[begin DATA SHOWN]

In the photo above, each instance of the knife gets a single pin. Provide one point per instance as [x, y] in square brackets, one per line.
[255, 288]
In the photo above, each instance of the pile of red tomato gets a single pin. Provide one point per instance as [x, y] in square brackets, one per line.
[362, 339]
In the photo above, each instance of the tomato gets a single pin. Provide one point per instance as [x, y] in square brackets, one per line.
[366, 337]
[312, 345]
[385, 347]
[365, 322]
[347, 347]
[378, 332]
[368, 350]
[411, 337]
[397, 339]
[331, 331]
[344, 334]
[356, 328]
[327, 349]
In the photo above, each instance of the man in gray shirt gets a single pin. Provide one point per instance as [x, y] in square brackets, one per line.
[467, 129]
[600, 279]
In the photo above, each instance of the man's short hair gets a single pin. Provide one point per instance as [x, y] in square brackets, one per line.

[end DATA SHOWN]

SHORT EXERCISE:
Copy only the stretch running from the line containing "In the photo above, each instance of the pile" to the final line of the entries, both ends included, exactly as it stands.

EXERCISE ANSWER:
In the photo above, each instance of the pile of red tomato gets a single pin. Provide one point per instance as [x, y] in square brackets, one per line.
[362, 339]
In the photo above, each instance of the tomato gets a single pin. Provide one point per instance as [x, y] in square brackets, one per line.
[366, 337]
[312, 345]
[385, 347]
[365, 322]
[347, 347]
[378, 332]
[368, 350]
[411, 337]
[397, 339]
[331, 331]
[344, 334]
[356, 328]
[327, 349]
In the photo above, each instance of the man in gray shirt gets a single pin. Provide one point per instance as [x, y] in square brackets, one per line.
[467, 129]
[600, 279]
In the photo above, each instance of the man's short hair gets a single pin. Provide one point per instance as [x, y] in square brackets, one per line.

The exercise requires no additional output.